(Stored items)

# # # # #

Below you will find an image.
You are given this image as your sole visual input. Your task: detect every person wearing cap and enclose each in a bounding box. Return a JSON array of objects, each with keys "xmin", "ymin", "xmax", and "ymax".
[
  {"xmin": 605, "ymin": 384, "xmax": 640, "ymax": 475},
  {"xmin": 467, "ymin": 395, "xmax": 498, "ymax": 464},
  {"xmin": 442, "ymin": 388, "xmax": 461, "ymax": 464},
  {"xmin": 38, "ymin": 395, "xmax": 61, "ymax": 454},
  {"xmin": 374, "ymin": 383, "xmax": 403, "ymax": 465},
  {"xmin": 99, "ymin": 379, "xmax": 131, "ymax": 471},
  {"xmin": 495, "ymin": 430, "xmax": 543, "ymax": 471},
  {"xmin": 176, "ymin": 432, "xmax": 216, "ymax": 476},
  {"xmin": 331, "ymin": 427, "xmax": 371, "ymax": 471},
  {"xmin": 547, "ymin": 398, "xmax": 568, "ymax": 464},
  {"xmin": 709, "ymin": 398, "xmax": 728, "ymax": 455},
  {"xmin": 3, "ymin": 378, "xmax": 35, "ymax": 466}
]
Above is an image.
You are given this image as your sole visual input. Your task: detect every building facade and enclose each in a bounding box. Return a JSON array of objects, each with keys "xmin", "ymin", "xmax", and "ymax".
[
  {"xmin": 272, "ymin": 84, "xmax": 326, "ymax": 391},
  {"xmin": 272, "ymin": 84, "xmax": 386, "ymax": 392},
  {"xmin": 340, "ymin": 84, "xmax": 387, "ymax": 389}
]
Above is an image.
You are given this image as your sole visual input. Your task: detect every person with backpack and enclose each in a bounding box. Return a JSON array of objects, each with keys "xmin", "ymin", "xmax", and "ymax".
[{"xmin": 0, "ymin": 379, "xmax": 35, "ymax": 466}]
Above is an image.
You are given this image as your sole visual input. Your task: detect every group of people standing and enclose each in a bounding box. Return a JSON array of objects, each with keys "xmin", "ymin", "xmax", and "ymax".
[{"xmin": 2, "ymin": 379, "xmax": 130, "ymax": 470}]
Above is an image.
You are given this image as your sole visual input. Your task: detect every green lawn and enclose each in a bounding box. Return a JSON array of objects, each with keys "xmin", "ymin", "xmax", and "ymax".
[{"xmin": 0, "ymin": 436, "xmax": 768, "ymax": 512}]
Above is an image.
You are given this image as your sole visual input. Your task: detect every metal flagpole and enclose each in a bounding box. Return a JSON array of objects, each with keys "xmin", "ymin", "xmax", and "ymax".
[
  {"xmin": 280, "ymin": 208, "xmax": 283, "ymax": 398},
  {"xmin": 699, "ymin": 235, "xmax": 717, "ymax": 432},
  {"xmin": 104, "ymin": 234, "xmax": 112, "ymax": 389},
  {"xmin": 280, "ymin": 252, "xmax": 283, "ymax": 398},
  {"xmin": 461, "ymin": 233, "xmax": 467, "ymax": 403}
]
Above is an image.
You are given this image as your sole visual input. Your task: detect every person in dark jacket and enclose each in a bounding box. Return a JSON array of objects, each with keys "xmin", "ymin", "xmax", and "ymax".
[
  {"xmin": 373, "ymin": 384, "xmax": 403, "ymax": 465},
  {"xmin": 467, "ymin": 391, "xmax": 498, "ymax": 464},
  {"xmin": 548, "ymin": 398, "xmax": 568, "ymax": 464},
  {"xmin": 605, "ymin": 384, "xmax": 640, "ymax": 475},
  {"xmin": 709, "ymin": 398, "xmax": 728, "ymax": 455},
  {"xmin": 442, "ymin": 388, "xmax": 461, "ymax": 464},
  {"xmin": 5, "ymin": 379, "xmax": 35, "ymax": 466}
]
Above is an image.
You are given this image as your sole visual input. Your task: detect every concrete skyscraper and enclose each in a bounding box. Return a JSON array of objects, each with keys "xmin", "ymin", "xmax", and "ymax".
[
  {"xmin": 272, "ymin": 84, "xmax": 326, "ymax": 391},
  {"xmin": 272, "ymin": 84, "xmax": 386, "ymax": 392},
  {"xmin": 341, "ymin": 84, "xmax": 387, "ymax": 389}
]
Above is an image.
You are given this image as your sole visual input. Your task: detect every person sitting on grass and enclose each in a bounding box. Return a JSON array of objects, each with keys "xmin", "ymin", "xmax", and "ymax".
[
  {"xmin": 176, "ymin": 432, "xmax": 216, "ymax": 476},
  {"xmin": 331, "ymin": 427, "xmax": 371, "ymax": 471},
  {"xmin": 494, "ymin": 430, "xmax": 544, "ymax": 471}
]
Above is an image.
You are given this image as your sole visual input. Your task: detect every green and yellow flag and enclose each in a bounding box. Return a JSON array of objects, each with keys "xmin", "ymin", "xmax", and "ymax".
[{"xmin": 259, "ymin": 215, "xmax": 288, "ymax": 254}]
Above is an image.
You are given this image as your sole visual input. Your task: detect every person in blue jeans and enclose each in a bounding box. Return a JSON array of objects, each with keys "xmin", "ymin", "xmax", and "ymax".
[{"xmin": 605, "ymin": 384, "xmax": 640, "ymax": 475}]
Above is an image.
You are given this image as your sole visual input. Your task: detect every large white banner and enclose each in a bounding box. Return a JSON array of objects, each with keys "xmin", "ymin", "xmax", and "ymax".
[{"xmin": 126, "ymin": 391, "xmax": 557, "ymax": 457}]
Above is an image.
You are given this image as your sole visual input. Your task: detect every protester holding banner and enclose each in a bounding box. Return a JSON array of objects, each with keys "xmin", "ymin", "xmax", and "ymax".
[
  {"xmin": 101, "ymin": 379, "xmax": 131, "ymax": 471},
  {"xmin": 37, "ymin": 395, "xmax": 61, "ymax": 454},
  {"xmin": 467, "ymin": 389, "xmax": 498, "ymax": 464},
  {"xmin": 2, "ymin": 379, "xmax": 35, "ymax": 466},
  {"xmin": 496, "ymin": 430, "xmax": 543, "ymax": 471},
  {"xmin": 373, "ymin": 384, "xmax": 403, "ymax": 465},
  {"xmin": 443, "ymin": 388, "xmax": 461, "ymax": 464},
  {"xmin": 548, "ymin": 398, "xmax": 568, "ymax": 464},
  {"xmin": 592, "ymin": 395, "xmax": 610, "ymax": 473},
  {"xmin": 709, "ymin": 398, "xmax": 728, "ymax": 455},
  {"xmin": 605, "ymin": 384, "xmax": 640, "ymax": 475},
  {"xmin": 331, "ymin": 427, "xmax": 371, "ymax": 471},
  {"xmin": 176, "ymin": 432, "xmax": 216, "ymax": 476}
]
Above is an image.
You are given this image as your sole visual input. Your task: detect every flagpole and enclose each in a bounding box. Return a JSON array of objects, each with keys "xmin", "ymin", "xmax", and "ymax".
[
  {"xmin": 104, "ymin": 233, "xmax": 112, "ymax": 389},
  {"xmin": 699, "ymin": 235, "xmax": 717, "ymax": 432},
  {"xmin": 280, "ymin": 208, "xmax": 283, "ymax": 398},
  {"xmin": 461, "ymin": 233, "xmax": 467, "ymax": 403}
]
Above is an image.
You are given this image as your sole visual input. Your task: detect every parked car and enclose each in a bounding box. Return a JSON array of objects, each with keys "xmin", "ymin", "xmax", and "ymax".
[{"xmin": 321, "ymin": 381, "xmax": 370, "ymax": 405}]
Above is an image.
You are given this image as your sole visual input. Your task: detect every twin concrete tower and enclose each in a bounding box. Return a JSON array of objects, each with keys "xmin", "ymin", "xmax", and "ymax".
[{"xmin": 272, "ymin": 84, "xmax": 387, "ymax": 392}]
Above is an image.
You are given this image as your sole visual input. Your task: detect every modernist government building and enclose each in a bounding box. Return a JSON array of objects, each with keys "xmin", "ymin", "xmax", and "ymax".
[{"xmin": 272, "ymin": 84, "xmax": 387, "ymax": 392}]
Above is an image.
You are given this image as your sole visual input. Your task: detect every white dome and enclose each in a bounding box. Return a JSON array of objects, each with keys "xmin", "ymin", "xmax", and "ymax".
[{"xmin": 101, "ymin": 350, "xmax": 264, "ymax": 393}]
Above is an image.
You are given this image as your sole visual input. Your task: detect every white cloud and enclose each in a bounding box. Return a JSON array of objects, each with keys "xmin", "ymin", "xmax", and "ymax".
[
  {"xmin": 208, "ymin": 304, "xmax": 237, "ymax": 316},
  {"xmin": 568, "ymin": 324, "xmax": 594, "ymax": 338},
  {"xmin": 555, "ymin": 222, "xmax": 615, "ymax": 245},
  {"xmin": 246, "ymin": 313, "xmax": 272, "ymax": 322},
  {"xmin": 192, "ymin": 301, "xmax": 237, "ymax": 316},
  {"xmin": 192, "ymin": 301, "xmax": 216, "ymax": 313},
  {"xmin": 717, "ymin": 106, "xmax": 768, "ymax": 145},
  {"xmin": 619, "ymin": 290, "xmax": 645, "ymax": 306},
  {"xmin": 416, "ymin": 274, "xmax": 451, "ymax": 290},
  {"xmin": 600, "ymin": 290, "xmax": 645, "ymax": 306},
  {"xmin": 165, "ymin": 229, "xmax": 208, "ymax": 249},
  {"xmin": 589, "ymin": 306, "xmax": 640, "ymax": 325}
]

# # # # #

Problem details ::
Work out how many lines in the items above contain the string "concrete", matching case exactly, and give only that number.

Full output ::
2